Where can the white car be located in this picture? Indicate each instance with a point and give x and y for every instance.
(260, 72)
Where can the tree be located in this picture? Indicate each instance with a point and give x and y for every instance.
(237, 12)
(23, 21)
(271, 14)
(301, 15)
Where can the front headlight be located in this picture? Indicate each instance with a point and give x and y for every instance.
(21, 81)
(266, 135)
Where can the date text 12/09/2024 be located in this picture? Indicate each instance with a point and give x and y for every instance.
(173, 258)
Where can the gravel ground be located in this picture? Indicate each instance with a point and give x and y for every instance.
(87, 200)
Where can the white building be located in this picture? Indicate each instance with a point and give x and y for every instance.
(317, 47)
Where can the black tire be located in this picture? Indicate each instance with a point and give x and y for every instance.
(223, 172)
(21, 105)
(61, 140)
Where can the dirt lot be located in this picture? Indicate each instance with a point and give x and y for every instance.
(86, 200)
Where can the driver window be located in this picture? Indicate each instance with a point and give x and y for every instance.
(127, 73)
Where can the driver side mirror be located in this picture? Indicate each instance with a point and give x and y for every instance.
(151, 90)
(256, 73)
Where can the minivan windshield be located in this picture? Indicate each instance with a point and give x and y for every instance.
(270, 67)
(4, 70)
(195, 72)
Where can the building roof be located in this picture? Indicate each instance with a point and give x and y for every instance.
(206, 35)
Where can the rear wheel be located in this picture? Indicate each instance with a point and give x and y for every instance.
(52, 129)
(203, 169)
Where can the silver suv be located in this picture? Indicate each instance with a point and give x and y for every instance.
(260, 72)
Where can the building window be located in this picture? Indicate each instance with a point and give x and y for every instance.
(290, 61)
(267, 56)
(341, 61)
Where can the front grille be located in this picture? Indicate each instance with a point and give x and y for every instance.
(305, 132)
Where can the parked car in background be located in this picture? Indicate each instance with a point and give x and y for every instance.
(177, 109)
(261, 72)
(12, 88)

**PROBLEM**.
The whole listing above needs to be written out exactly.

**TASK RESULT**.
Where can the white car be located in this picture? Indicate each instance with a point and give x and y for every instance.
(260, 72)
Where can the tree be located in this picture? Indicate each instance with a point and give x and y for every instance.
(237, 12)
(23, 21)
(271, 14)
(301, 15)
Where can the front headlight be located in this picture? Indicate each instance with a point and give x and y for every instance.
(21, 81)
(266, 135)
Where can the date text 12/09/2024 be located in this picture? Indicate each instance with a point and give x and y for every instance.
(173, 258)
Where can the gravel ground be located in this picture? Indicate each instance with a point and give x and y for every instance.
(87, 200)
Where can the white building be located in this picture? Indicate each instance with a point and give x and y for every instance.
(317, 47)
Where can the black tire be located in this picture? Indicate each instance with a point and give x and y for every instance.
(223, 172)
(21, 105)
(61, 140)
Where can the dirt lot be located in this picture? Indicate each instance with a point and give x and y for every instance.
(86, 200)
Where can the driver window be located in this picture? Indicate each instance with a point and give x and y for every instance.
(127, 73)
Where can the driver side mirror be located in this picture? Indicate each instance with a point and give x and y for every instance.
(151, 90)
(256, 73)
Where can the minivan windshield be located in this picture? Indicate each instance with a point and give x and y for every instance.
(270, 67)
(4, 70)
(195, 72)
Where can the building roof be located in this picture? Indicate each instance with a point and give x and y for every instance.
(206, 35)
Where can the rear wheel be located in this picture? Indicate each instance with a point and give x and y for every instance.
(52, 129)
(203, 169)
Where can the silver suv be located in this picture? Indicate each instance with a point and give x and y for every instance.
(260, 72)
Where can the building window be located in this picture? Indicate each instance with a point and give x and y for every instance.
(290, 61)
(267, 56)
(341, 61)
Where can the front grille be located in this picture? Indicate each instance with a point and give x and y for every instance.
(305, 132)
Where can the parked car in background be located in this picture? Indicate each instance with a point and give x and y for every instance.
(177, 109)
(261, 72)
(12, 88)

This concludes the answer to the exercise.